À FAIRE:
1. Recopiez le passage de l'article sur l'affaire DSK qui commence par « Mardi, à l'occasion » et se poursuit jusqu'à « rentrer en France. ».
2. Dressez la liste de toutes les personnes désignées par leur nom dans l'article sur l'affaire DSK.
3. Répondez à ces questions sur l'article consacré à l'affaire DSK :
(a) Quel journal a révélé dimanche que le bureau du procureur demanderait l'abandon des poursuites ?
(b) Quel âge a l'accusatrice ?
(c) À quel journal Kenneth Thompson a-t-il fait ses déclarations ?

EXTRAIT CHOISI:
______

Dominique Strauss-Kahn peut commencer à faire ses valises. Selon toute probabilité, l'affaire retentissante qui a ruiné sa réputation et ses chances d'être élu à la présidence de la France se transformera en un non-lieu.

Mardi, à l'occasion d'une comparution qui avait déjà été repoussée à deux reprises, le bureau du procureur de New York demandera au juge d'abandonner toutes les poursuites contre l'ancien directeur général du FMI, a révélé dimanche le New York Post, citant des sources proches du procureur Cyrus Vance.

Selon le quotidien, la motion de recommandation de rejet devrait être acceptée immédiatement par le juge, ce qui permettrait à Dominique Strauss-Kahn de rentrer en France.

Dans cette motion, le bureau du procureur s'avouera incapable de prouver «au-delà du doute raisonnable» les charges retenues contre DSK, accusé par une femme de chambre d'origine guinéenne de l'avoir contrainte à une fellation le 14 mai dans une chambre du Sofitel de New York.

La motion détaillera l'enquête menée au cours des quatre derniers mois et devrait contenir de nouveaux éléments susceptibles de mettre davantage en cause la crédibilité de Nafissatou Diallo, l'accusatrice âgée de 32 ans.

Traitement «injuste»

Samedi, l'avocat de la femme de chambre avait lui-même affirmé qu'il s'attendait à ce que l'affaire DSK soit classée. La veille, il avait reçu une lettre du bureau du procureur de New York le convoquant cet après-midi avec sa cliente.

«Mon interprétation c'est qu'ils vont annoncer qu'ils classent complètement l'affaire, ou abandonnent certains des chefs d'accusation», a déclaré Kenneth Thompson au New York Times. «S'ils ne s'apprêtaient pas à abandonner les poursuites, ils n'auraient pas besoin de la rencontrer. Ils iraient juste au tribunal le lendemain et diraient ''nous allons poursuivre l'affaire''.»

Selon Thompson, le «ton de la lettre» du bureau du procureur est à l'image du traitement «injuste» que celui-ci a réservé selon lui à sa cliente depuis le début de l'affaire DSK.

«C'est comme si elle était l'accusée et Dominique Strauss-Kahn la victime», a-t-il déclaré.

Le bureau du procureur de New York a refusé de commenter les propos de Kenneth Thompson ou les révélations des journaux.

______

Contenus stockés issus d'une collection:

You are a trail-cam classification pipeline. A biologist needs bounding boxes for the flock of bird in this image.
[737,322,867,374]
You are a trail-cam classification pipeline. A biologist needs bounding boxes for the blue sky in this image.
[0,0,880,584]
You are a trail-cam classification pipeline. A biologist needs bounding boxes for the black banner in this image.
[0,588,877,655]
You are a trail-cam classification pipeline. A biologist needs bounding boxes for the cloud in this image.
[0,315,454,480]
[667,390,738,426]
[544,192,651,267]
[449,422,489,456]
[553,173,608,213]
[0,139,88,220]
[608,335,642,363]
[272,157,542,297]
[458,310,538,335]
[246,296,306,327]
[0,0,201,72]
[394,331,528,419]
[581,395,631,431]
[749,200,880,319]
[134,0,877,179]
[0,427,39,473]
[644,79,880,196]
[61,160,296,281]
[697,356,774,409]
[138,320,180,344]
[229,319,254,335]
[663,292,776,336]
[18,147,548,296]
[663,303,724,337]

______

RÉPONSES PAR TÂCHE:
1.
Mardi, à l'occasion d'une comparution qui avait déjà été repoussée à deux reprises, le bureau du procureur de New York demandera au juge d'abandonner toutes les poursuites contre l'ancien directeur général du FMI, a révélé dimanche le New York Post, citant des sources proches du procureur Cyrus Vance.

Selon le quotidien, la motion de recommandation de rejet devrait être acceptée immédiatement par le juge, ce qui permettrait à Dominique Strauss-Kahn de rentrer en France.

2.
- Dominique Strauss-Kahn
- Cyrus Vance
- Nafissatou Diallo
- Kenneth Thompson

3.
(a) Le New York Post.
(b) Elle a 32 ans.
(c) Au New York Times.